** begin Records to use **
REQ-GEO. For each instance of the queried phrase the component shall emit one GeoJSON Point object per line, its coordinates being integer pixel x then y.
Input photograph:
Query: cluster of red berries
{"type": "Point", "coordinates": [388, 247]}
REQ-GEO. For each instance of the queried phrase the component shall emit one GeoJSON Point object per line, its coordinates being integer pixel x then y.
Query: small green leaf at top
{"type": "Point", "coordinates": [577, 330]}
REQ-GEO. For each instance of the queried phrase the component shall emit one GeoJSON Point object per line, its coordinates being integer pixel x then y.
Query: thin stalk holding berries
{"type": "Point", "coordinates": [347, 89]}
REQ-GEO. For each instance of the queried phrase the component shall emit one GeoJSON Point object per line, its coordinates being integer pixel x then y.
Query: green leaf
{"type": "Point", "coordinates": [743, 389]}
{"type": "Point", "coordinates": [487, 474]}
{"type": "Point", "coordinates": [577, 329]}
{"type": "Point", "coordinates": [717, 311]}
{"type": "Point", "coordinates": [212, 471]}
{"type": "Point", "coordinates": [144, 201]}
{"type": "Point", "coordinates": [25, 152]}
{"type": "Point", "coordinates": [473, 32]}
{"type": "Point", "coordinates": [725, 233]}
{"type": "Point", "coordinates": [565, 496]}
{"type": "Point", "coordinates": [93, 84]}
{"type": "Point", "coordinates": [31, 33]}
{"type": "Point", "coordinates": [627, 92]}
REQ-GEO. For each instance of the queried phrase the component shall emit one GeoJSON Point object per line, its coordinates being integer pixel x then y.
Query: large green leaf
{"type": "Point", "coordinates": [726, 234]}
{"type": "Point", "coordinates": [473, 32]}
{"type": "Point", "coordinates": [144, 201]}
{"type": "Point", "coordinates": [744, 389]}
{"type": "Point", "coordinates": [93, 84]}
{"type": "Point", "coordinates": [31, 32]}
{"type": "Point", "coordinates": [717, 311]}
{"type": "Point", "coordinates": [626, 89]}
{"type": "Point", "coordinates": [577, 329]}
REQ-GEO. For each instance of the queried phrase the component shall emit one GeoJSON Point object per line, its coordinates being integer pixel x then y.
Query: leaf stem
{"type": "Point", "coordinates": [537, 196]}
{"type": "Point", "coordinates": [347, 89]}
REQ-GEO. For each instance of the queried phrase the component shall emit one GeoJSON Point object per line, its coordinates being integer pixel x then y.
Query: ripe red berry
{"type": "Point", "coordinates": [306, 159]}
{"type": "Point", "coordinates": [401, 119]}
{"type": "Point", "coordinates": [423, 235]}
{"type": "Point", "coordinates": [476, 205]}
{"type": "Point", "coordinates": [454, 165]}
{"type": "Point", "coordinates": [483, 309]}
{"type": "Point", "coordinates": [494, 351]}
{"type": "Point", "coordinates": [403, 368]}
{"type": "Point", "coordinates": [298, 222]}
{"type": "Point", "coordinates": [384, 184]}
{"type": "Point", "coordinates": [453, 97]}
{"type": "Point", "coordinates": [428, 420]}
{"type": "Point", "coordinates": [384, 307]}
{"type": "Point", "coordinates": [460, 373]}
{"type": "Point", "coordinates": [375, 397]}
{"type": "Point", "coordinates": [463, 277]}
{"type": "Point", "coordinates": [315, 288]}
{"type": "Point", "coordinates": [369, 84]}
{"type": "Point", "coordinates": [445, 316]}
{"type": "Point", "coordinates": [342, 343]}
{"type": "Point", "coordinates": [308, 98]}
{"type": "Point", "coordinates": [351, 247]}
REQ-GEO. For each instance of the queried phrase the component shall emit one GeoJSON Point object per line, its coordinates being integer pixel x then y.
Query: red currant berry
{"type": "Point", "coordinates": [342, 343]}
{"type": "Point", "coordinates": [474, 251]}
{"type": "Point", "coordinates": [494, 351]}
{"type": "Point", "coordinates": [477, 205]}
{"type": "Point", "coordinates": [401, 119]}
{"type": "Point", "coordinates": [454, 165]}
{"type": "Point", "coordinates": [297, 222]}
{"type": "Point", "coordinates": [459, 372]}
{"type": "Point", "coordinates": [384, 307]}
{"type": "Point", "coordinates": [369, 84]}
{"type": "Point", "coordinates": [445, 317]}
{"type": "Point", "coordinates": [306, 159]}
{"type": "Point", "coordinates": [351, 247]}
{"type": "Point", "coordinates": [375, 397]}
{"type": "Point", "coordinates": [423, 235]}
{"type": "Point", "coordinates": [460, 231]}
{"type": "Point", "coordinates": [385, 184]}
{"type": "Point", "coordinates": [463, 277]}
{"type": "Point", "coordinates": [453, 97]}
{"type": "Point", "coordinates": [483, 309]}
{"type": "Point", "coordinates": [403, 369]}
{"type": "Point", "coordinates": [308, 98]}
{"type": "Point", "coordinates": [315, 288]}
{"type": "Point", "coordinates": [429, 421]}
** end Records to use **
*To do*.
Please restate the records in full, word for word.

*Solved problem*.
REQ-GEO. For each instance of the queried phrase the component shall emit one GeoJSON Point object per line, its coordinates being integer pixel x then y.
Input photograph:
Query: cluster of red berries
{"type": "Point", "coordinates": [388, 247]}
REQ-GEO. For each instance of the queried phrase the component shall emit one GeoJSON Point object per line, its coordinates being integer pixel x then y.
Query: small green leaf at top
{"type": "Point", "coordinates": [577, 330]}
REQ-GEO. For each instance of the queried phrase the component shall emit one GeoJSON Point object per line, its coordinates being integer pixel x then y.
Query: thin stalk holding berries
{"type": "Point", "coordinates": [347, 89]}
REQ-GEO. For each instance of the queried phrase the component shall emit one GeoJSON Point object per line, its coordinates being integer pixel x then y.
Query: green leaf
{"type": "Point", "coordinates": [743, 389]}
{"type": "Point", "coordinates": [487, 474]}
{"type": "Point", "coordinates": [577, 329]}
{"type": "Point", "coordinates": [717, 311]}
{"type": "Point", "coordinates": [212, 471]}
{"type": "Point", "coordinates": [144, 201]}
{"type": "Point", "coordinates": [25, 152]}
{"type": "Point", "coordinates": [473, 32]}
{"type": "Point", "coordinates": [725, 233]}
{"type": "Point", "coordinates": [565, 496]}
{"type": "Point", "coordinates": [93, 84]}
{"type": "Point", "coordinates": [31, 33]}
{"type": "Point", "coordinates": [627, 92]}
REQ-GEO. For each instance of the queried phrase the component shall emit one GeoJSON Point object per line, its coordinates being integer pixel x then y.
Query: large green leaf
{"type": "Point", "coordinates": [726, 234]}
{"type": "Point", "coordinates": [473, 32]}
{"type": "Point", "coordinates": [144, 201]}
{"type": "Point", "coordinates": [744, 389]}
{"type": "Point", "coordinates": [93, 84]}
{"type": "Point", "coordinates": [31, 32]}
{"type": "Point", "coordinates": [717, 311]}
{"type": "Point", "coordinates": [626, 89]}
{"type": "Point", "coordinates": [577, 329]}
REQ-GEO. For each instance of the queried phrase the component shall emit one GeoJSON Point object per line, its coordinates being integer pixel x then y.
Query: leaf stem
{"type": "Point", "coordinates": [537, 196]}
{"type": "Point", "coordinates": [347, 89]}
REQ-GEO. For each instance of the queried phrase the component shall emit one GeoJSON Point object per line, its coordinates being integer pixel x then y.
Query: ripe red berry
{"type": "Point", "coordinates": [306, 159]}
{"type": "Point", "coordinates": [401, 119]}
{"type": "Point", "coordinates": [423, 235]}
{"type": "Point", "coordinates": [476, 205]}
{"type": "Point", "coordinates": [454, 165]}
{"type": "Point", "coordinates": [483, 309]}
{"type": "Point", "coordinates": [494, 351]}
{"type": "Point", "coordinates": [403, 368]}
{"type": "Point", "coordinates": [298, 222]}
{"type": "Point", "coordinates": [384, 184]}
{"type": "Point", "coordinates": [453, 97]}
{"type": "Point", "coordinates": [428, 420]}
{"type": "Point", "coordinates": [384, 307]}
{"type": "Point", "coordinates": [460, 373]}
{"type": "Point", "coordinates": [375, 397]}
{"type": "Point", "coordinates": [463, 277]}
{"type": "Point", "coordinates": [315, 288]}
{"type": "Point", "coordinates": [369, 84]}
{"type": "Point", "coordinates": [445, 316]}
{"type": "Point", "coordinates": [342, 343]}
{"type": "Point", "coordinates": [308, 98]}
{"type": "Point", "coordinates": [351, 247]}
REQ-GEO. For each instance of the queried phrase the component shall emit one GeoJSON Point object per line, its coordinates being integer pixel x then y.
Query: red currant berry
{"type": "Point", "coordinates": [342, 343]}
{"type": "Point", "coordinates": [474, 251]}
{"type": "Point", "coordinates": [494, 351]}
{"type": "Point", "coordinates": [477, 205]}
{"type": "Point", "coordinates": [401, 119]}
{"type": "Point", "coordinates": [454, 165]}
{"type": "Point", "coordinates": [297, 222]}
{"type": "Point", "coordinates": [459, 372]}
{"type": "Point", "coordinates": [384, 307]}
{"type": "Point", "coordinates": [369, 84]}
{"type": "Point", "coordinates": [445, 317]}
{"type": "Point", "coordinates": [306, 159]}
{"type": "Point", "coordinates": [351, 247]}
{"type": "Point", "coordinates": [375, 397]}
{"type": "Point", "coordinates": [423, 235]}
{"type": "Point", "coordinates": [460, 231]}
{"type": "Point", "coordinates": [385, 184]}
{"type": "Point", "coordinates": [463, 277]}
{"type": "Point", "coordinates": [453, 97]}
{"type": "Point", "coordinates": [483, 309]}
{"type": "Point", "coordinates": [403, 369]}
{"type": "Point", "coordinates": [308, 98]}
{"type": "Point", "coordinates": [315, 288]}
{"type": "Point", "coordinates": [429, 421]}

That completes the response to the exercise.